[Collection entries]
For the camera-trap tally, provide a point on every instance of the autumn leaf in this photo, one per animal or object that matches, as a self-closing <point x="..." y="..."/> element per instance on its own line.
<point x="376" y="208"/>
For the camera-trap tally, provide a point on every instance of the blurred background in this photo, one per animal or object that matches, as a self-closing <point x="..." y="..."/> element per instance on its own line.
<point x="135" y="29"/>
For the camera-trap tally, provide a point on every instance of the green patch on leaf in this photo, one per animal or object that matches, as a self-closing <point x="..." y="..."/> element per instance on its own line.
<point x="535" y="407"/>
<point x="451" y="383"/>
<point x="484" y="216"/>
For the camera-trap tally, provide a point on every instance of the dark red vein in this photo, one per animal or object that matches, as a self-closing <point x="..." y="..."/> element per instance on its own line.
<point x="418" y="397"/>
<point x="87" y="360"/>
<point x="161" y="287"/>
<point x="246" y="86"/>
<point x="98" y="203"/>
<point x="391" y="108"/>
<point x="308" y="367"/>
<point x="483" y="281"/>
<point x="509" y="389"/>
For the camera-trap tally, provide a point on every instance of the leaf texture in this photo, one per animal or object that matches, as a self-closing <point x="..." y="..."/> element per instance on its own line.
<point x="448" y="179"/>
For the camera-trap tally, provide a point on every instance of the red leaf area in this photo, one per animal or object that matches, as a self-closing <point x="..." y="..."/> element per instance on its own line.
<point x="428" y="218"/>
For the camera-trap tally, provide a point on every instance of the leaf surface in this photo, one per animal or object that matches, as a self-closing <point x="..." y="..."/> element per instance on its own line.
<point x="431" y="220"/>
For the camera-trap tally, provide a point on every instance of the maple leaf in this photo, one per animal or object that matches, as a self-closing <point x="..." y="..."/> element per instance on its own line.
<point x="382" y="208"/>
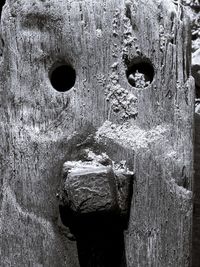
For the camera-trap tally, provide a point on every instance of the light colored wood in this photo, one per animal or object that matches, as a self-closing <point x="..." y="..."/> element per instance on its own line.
<point x="40" y="127"/>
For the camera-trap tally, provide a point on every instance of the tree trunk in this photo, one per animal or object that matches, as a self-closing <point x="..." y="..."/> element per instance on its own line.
<point x="114" y="71"/>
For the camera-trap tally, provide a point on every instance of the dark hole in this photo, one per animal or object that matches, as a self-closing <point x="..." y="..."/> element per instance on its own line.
<point x="100" y="240"/>
<point x="140" y="74"/>
<point x="63" y="78"/>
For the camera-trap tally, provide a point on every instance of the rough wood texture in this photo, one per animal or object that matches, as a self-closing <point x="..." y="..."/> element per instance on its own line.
<point x="40" y="127"/>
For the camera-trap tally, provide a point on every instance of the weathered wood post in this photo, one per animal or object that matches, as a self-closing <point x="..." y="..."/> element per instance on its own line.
<point x="101" y="88"/>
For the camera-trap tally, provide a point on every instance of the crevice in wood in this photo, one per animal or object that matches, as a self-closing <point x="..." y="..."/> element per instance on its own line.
<point x="62" y="77"/>
<point x="140" y="73"/>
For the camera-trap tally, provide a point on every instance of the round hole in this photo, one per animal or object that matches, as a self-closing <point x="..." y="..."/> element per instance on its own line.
<point x="63" y="78"/>
<point x="140" y="74"/>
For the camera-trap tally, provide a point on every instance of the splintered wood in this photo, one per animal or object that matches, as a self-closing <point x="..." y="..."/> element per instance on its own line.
<point x="123" y="85"/>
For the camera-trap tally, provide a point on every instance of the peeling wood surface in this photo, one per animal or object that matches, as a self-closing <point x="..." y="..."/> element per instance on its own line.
<point x="40" y="126"/>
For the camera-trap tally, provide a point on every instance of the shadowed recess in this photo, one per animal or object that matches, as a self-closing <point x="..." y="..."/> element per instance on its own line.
<point x="63" y="78"/>
<point x="140" y="73"/>
<point x="100" y="238"/>
<point x="2" y="3"/>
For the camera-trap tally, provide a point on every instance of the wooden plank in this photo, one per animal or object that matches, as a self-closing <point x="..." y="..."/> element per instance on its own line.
<point x="111" y="45"/>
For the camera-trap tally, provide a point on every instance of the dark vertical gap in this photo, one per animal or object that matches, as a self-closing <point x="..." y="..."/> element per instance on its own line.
<point x="196" y="193"/>
<point x="2" y="3"/>
<point x="102" y="249"/>
<point x="100" y="238"/>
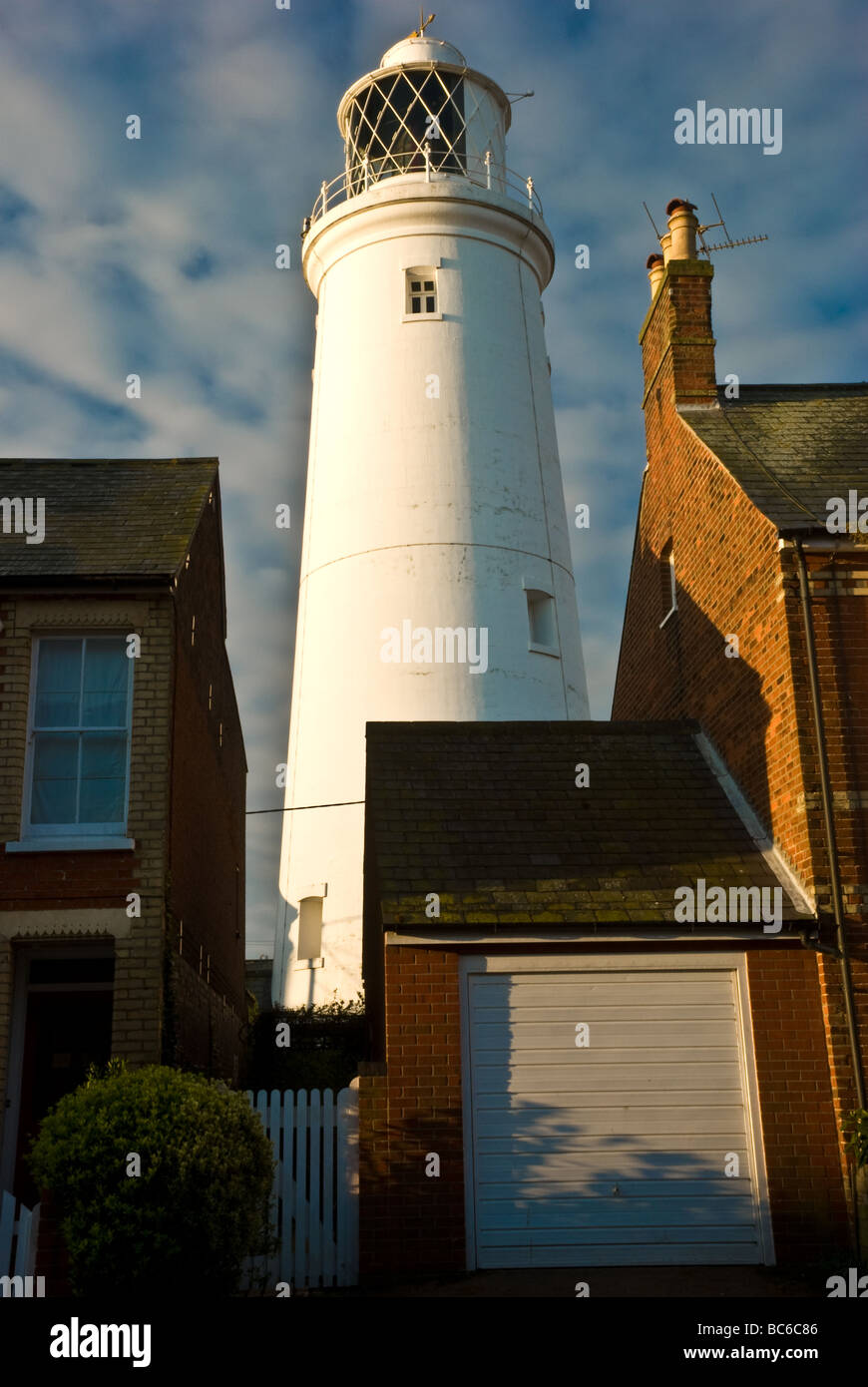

◆ **CHALLENGE**:
Carry over every line of the listing from the one containing "the dark vertical" through the end of the listing, inclusive, keeping the requests unchanged and adding -81 to each x and y coordinate in the points. Leave the pictures out of your answer.

◆ **EXERCISE SOLUTION**:
For the camera-trap tally, provide a point on every instance of the dark vertical gap in this photo, one per animal or object that matches, as a self-closing <point x="..." y="..."/> element per instance on its own line.
<point x="115" y="112"/>
<point x="-79" y="-78"/>
<point x="21" y="168"/>
<point x="19" y="157"/>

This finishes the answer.